Given passage:
++++++++
Colloided NC is not very likely to detonate under almost any shock, it deflagrates. Double based powder, used mostly in pistol ammo, will go high or low order, depending on how strongly it was shocked. Again, the brass protects the propellant to a large extent.

I watched EOD prep and blow dud 80 mm mortar shells in AZ. They used a block of C-4 with three rounds in direct content. The steel protects the Comp B3 even better than the brass protects propellant. The detonation of one mortar round will expend a lot of energy creating and propelling shrapnel, so a round next to it may not always go off.

Three mortar rounds weren't duds, but empty shells used for practice. The C-4 only collapsed and folded these in half, their steel did not tear or fragment. I have one other of these, and two 60 mm shells, for book ends. Heavy, even if empty.

Amunition is generally destroyed by HE in a relatively safe maner, just ask EOD. I got some great footage of them detonating literally tons of ammunition and explosives in great heaping piles just to get rid of all the crap laying around Iraq after the invasion. If the charges are placed right, it turns most of the ammunition etc. into small fragments. Placed wrong, it just scattered the stuff from hell to high water. Any propellant left over just burns off.

As for lead vs. steel, steel balls are used in claymore mines to comply with NATO directives. Lead balls cause "undue physical trauma" because of deformation, where steel makes a nice clean hole. That's why you never see exposed lead in military bullets.
++++++++
Referring expression data:
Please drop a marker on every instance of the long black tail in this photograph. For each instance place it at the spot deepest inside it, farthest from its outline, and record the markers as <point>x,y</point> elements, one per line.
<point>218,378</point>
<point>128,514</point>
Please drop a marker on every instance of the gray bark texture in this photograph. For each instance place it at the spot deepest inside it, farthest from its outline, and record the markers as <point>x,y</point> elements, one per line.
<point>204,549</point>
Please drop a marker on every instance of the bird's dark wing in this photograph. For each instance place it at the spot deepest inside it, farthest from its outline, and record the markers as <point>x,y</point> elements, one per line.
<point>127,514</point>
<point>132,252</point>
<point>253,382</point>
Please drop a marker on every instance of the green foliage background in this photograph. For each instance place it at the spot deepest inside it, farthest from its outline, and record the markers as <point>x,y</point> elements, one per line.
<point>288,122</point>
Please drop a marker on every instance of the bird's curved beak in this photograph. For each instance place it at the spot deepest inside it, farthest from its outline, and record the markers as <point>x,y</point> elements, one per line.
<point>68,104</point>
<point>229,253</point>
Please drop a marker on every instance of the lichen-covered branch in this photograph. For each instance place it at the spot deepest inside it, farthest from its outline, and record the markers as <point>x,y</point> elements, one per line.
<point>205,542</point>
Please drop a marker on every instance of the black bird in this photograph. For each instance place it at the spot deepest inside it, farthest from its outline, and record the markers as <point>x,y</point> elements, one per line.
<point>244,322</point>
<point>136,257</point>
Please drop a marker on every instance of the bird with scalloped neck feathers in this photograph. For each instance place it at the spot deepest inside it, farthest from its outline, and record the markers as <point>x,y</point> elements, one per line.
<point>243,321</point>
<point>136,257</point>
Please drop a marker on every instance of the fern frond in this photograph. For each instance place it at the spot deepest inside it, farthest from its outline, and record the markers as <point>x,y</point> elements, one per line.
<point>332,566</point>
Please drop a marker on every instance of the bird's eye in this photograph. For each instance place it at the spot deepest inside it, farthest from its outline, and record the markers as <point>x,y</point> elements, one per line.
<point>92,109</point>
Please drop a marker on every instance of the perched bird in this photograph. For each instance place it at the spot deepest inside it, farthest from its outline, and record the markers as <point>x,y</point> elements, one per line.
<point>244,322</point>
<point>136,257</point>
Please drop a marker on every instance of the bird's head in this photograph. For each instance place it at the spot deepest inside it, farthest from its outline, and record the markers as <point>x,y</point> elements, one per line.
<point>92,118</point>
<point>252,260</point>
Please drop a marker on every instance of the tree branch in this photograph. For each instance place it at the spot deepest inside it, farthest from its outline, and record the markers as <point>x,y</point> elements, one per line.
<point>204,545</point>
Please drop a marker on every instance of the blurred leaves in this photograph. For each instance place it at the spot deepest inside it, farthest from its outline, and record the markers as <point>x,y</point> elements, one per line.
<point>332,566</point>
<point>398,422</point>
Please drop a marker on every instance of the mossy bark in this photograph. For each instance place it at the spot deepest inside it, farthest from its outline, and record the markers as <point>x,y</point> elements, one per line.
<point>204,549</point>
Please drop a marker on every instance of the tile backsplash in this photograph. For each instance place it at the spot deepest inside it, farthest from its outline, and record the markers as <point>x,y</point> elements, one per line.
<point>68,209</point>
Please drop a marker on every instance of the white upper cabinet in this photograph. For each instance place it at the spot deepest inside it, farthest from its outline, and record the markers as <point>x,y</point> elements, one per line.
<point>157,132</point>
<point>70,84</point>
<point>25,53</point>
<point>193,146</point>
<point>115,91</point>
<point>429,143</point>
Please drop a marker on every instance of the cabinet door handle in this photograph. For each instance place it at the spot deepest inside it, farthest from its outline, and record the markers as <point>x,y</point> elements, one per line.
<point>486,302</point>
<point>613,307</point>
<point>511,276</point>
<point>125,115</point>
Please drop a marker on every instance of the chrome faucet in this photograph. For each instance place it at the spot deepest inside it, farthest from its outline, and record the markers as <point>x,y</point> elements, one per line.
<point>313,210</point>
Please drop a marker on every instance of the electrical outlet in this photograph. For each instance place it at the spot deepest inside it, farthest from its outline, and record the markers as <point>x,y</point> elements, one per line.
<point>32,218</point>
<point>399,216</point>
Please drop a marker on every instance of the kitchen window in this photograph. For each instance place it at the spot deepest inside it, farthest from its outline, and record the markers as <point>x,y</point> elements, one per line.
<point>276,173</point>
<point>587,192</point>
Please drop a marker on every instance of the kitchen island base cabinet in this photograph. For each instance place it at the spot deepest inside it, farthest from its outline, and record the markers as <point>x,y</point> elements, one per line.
++++++++
Prompt: Continue the forum discussion on how ammunition and explosives behave when shocked or destroyed, picking up after its last sentence.

Response:
It's a little off topic, but that's why the U.S. went around that by using small calliber high velocity rounds that deform and fragment regardless of composing material, at least at close range. .22 caliber at supersonic speed does do more damage to flesh than .30 caliber at subsonic speed.

For many years I have routinely disposed of old shotgun shells by using them as targets. I have never had one detonate, regardless of what it was shot with. Some of them have ignited and burned, but that's it. Most just shatter and fly apart.


...but that's why the U.S. went around that by using small calliber high velocity rounds that deform and fragment regardless of composing material, at least at close range. .22 caliber at supersonic speed does do more damage to flesh than .30 caliber at subsonic speed. A large part of why the .223 was adopted is because it causes great damage, but does NOT kill as well as the .30.

The idea was that a dead man can be left, but a badly wounded man needs at least 2 men to get him to a support structure, i.e. MASH. In reality, we haven't fought against anyone lately who does this. They just abandon their wounded to us, who take care of them as well as our own wounded.

Part of why I'm a .45 and .308 guy. I don't want them getting better . :D

A large part of why the .223 was adopted is because it causes great damage, but does NOT kill as well as the .30.

off topic, but, damage IS what kills. The difference being; 223 kills better, but takes a long time to kill through bleed out. I also am a .308/.45 man because a fast knock down is better, IMO, than a man who's dead but doesn't know it yet! it's almost scary what a man can do after being hit by an m-16, but before he finally dies. Hell, even medium sized dogs jump around for a while before kickin over to the other side!;)

What works for the military doesn't always work for a civilian.

You don't care if the guy breaking into your house becomes a triage casualty an hour after he's stabbed you to death, you want him dead before he can stab you at all!

Pea shooters like a 5.56 just don't do the job unless you hit 'em in the head or heart, and even in the heart they can have a few seconds of life left to kill you in.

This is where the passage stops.